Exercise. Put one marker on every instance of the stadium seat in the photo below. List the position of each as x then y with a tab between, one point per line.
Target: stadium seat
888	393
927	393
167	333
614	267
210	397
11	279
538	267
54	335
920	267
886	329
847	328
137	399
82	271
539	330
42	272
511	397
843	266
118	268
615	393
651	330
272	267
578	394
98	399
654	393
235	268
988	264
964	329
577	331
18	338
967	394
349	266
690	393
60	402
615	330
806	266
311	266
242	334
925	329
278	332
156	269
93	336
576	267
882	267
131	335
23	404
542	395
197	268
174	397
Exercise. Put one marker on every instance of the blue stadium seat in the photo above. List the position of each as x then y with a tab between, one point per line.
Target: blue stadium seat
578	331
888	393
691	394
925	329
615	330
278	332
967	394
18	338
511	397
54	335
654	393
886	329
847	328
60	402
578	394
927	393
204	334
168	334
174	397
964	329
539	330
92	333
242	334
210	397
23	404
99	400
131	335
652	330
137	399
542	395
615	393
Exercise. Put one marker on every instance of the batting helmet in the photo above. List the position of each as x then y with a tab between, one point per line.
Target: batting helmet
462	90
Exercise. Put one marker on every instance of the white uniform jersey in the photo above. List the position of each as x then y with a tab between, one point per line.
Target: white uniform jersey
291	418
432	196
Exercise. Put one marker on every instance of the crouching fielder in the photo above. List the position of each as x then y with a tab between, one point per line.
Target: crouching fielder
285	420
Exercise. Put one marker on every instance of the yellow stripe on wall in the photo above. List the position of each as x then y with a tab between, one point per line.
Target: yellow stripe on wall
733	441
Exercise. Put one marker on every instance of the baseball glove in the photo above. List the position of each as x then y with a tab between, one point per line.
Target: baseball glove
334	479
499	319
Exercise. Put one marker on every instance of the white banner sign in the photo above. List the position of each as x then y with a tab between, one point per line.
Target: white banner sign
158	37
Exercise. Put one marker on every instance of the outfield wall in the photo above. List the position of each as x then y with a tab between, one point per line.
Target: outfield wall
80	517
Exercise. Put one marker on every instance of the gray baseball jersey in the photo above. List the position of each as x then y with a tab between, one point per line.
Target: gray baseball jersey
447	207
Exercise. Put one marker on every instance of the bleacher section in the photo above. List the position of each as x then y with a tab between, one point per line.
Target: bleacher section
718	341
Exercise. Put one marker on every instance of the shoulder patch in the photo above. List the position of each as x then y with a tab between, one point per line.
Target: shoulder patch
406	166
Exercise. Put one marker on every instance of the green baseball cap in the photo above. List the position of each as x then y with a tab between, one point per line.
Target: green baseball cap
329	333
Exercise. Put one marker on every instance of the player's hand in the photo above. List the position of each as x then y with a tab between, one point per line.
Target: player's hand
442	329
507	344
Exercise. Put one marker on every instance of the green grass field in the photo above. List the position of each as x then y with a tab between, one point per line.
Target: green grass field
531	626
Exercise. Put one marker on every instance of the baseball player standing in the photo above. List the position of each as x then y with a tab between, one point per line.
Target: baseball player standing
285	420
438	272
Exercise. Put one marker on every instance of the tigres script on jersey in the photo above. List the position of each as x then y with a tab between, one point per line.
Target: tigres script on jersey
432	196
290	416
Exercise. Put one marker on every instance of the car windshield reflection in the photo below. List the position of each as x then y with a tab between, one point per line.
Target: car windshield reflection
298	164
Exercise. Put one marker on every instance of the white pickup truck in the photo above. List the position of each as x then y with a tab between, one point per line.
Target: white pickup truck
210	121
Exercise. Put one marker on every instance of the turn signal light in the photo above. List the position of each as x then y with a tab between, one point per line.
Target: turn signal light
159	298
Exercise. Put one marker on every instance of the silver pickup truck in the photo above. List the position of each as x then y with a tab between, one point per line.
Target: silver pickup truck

----

**Goal**
Starting with the line that contains "Exercise. Put one marker on every instance of the car" and continuing through the end of the records, format those lines as a numbered list with blank lines left out.

**Exercise answer**
1. Exercise. Put one marker on every instance of the car windshield reflection in the photo below. List the position of each as x then y with a tab between, one point per line.
2. Target: car windshield reflection
3. 298	164
4. Exercise. Put one marker on every instance of the white pickup truck in the photo above. List the position of each as x then y with a tab between, one point per line.
5. Target: white pickup truck
6. 210	121
7. Exercise. Put one marker on every instance of the turn signal light in the photo above. List the position of each as x then y with a tab between, one point per line.
8. Target: turn signal light
9. 159	298
10. Exercise. Put one marker on every instance of the silver pickup truck in the photo above. List the position of each as x then y with a tab between, one point per line.
11. Target: silver pickup truck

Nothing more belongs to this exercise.